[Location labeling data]
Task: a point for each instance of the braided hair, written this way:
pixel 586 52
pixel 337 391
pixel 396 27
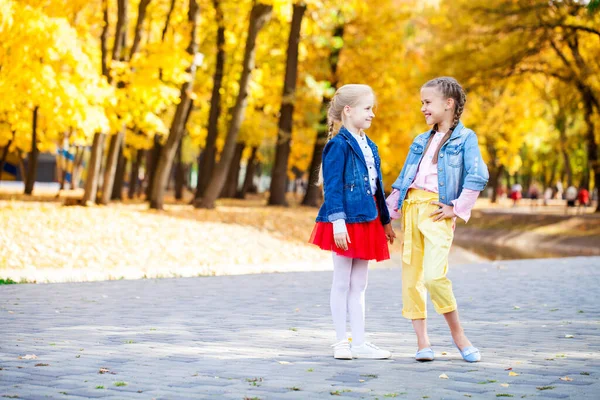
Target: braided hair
pixel 347 95
pixel 450 89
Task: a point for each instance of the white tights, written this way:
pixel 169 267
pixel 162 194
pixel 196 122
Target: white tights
pixel 350 277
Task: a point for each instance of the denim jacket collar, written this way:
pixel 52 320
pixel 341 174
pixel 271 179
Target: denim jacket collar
pixel 456 133
pixel 345 133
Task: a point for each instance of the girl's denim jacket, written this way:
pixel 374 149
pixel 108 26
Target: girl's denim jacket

• **SHORT PROBLEM**: Copy all of the data above line for line with no changes, leaving out the pictures.

• **RIGHT ANSWER**:
Task: a point for each instance of the braided hair, written this way:
pixel 586 52
pixel 337 391
pixel 396 27
Target: braided hair
pixel 347 95
pixel 450 89
Task: a point for each instance of the white tights, written this way:
pixel 169 267
pixel 162 194
pixel 196 122
Target: white tights
pixel 350 277
Task: a point for each instance of the denim jacket collar, written this way:
pixel 52 320
pixel 341 174
pixel 271 179
Target: denim jacket collar
pixel 456 133
pixel 345 133
Task: a point for each instance of the girl's denim jacket, written this way:
pixel 374 149
pixel 108 26
Target: girl's denim jacket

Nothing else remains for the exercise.